**Exercise instructions:** An acceptable answer repeats exactly the line with "In this exercise you will label the water in" and each line after it through the end of the entries, and includes nothing else.

**Extracted entries:**
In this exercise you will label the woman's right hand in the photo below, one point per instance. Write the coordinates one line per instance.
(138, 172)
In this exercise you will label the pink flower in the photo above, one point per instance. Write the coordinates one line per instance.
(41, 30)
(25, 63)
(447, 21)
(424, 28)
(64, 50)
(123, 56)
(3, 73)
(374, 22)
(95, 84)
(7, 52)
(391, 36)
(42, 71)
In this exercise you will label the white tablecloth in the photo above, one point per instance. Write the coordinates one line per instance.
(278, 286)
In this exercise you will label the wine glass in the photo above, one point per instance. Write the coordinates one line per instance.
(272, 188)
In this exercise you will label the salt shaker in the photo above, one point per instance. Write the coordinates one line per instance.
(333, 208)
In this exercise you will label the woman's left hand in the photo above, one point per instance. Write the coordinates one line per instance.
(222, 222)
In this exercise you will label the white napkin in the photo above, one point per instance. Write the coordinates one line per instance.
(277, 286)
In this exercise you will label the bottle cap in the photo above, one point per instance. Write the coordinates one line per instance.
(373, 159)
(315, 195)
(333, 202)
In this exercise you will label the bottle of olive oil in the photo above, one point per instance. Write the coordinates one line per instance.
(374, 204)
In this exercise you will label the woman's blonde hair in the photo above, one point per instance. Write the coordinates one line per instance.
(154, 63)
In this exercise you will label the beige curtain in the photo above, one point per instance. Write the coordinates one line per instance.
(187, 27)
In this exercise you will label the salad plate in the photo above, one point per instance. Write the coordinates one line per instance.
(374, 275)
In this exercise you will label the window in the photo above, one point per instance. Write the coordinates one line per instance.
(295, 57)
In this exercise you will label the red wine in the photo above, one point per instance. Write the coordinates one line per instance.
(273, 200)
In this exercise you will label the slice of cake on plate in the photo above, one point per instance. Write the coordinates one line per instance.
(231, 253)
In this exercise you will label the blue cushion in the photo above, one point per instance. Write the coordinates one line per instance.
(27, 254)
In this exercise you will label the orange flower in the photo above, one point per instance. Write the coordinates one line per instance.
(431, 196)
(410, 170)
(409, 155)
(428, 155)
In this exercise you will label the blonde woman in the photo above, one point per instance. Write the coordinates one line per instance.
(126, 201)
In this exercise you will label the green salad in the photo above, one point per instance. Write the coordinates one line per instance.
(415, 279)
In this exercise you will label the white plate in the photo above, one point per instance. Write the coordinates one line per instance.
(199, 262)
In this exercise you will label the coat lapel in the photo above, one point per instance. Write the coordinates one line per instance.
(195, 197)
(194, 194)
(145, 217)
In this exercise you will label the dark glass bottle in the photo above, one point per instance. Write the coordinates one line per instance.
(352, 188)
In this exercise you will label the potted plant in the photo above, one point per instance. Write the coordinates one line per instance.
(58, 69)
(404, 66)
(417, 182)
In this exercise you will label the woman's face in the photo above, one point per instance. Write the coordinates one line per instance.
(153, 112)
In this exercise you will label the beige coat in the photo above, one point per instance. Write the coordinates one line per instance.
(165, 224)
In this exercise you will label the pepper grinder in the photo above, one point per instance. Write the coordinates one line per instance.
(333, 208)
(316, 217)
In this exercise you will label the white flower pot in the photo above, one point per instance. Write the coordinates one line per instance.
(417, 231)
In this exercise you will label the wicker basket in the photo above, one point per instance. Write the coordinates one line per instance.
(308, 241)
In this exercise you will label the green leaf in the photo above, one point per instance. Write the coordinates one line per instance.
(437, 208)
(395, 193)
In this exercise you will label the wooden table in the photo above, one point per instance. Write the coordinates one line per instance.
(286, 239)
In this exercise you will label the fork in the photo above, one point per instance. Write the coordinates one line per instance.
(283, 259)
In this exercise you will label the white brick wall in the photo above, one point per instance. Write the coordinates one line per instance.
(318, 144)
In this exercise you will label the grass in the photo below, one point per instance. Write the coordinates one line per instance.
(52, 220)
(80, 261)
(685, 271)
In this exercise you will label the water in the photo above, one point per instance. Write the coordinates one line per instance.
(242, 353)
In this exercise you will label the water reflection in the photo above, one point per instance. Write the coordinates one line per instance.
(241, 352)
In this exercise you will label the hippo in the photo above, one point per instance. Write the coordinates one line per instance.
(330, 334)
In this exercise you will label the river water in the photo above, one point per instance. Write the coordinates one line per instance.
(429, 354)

**Solved problem:**
In this exercise you will label the water in the photo above, one point per instance. Write the coordinates one line per instance.
(242, 353)
In this exercise you will label the water reflection in the photo above, one point per instance. Write the coordinates one line per instance.
(241, 352)
In this exercise you will label the hippo in the photo above, one point per instance. Write the coordinates one line per instance.
(330, 334)
In this exercise you will label the river water in the photo above, one point per instance. Write the coordinates one line per instance.
(429, 354)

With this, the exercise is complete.